■ Text segment:
=-=-=-=-=
Iraqi Prime Minister Haider al-Abadi (left) shakes hands with Turkish President Recep Tayyip Erdogan during a visit to Tukey.

Iraqi Prime Minister Haider al-Abadi (left) shakes hands with Turkish President Recep Tayyip Erdogan during a visit to Tukey.

Baghdad (IraqiNews.com) Iraqi Prime Minister Haider al-Abadi defended again the Iran-backed paramilitary troops fighting alongside the government forces during a meeting with Turkey’s president Wednesday.

“The Popular Mobilization Forces are composed of Iraqi fighters, and had been formed under an offensive by Daesh (Islamic State) and its occupation of our cities,” Abadi’s office quoted him telling President Recep Tayyip Erdogan during a meeting in Ankara, where he arrived hours earlier.

“The PMF, today, is a part of the state’s security apparatus based on a law approved by the parliament, and we reject the existence of any foreign armed force outside the state’s frame.. We will not, also allow any force on our soil to operate against neighboring countries,” Abadi added.

Abadi’s remarks repeat a recent response his office made to U.S. Secretary of State, Rex Tillerson who had called, during a visit to Riyadh on Sunday, for “Iranian militias” in Iraq to “go home”, referring to the mobilization forces.

Abadi’s office responded sharply, stressing that “no party has the right to interfere in Iraqi matters.”

Turkey itself has regularly voiced discomfort with PMF’s participation in anti-Islamic State battles.

Besides expressing a will to boost cooperation in various fields, Abadi’s office quoted Erdogan as saying  his country was “deeply concerned” with the existence of Kurdistan Workers Party (PKK) in Iraqi Kurdistan Region. Turkish forces occasionally carry out air raids against PKK locations in northern Iraq. It designates the group as a terrorist entity.

Erdogan said PKK “forms a common threat to the neighbor countries (Iraq and Turkey) which requires “cooperation to face it”.
=-=-=-=-=
[Point labeling dataset excerpts]
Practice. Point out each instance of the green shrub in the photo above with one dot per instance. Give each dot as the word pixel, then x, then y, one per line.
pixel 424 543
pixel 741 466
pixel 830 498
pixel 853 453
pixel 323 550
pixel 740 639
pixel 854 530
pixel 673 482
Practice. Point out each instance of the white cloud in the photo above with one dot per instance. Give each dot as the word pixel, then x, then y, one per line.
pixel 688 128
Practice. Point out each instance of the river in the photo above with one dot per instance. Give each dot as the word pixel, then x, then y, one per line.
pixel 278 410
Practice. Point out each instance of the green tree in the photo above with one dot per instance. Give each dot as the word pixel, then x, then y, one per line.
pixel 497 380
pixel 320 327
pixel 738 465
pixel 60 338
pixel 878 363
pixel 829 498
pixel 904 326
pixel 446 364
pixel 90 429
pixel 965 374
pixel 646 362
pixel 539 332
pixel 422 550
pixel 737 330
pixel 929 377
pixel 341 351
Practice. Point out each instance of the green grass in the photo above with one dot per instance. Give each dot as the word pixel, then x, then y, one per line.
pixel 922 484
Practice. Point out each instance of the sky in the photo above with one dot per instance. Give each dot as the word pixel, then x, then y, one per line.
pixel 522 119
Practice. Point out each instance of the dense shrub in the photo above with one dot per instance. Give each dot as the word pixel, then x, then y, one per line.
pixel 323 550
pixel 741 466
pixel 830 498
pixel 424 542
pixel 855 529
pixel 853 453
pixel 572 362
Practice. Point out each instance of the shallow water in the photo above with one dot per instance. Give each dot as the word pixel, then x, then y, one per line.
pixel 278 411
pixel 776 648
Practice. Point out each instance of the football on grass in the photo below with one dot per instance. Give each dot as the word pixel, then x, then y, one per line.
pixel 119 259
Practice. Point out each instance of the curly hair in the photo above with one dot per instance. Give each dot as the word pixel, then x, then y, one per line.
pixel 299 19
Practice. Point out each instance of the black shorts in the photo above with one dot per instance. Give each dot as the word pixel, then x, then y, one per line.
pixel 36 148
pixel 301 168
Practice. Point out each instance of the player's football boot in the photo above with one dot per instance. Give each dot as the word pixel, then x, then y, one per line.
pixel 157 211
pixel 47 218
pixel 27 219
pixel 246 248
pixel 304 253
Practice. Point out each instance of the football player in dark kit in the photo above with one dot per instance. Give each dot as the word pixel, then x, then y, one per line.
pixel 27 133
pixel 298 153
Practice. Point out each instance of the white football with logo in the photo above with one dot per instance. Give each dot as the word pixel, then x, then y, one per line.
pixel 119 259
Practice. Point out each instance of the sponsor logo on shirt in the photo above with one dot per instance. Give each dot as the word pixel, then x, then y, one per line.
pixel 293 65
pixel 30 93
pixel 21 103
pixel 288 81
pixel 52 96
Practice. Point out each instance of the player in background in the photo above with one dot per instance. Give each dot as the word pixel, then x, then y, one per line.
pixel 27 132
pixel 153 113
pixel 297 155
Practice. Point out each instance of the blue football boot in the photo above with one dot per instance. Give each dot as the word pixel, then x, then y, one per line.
=-=-=-=-=
■ Task directions:
Reproduce the passage of the news report on Abadi's meeting with Erdogan, everything from "Turkey itself has" down to "a terrorist entity.". These items have no connection to the news report above.

■ The solution:
Turkey itself has regularly voiced discomfort with PMF’s participation in anti-Islamic State battles.

Besides expressing a will to boost cooperation in various fields, Abadi’s office quoted Erdogan as saying  his country was “deeply concerned” with the existence of Kurdistan Workers Party (PKK) in Iraqi Kurdistan Region. Turkish forces occasionally carry out air raids against PKK locations in northern Iraq. It designates the group as a terrorist entity.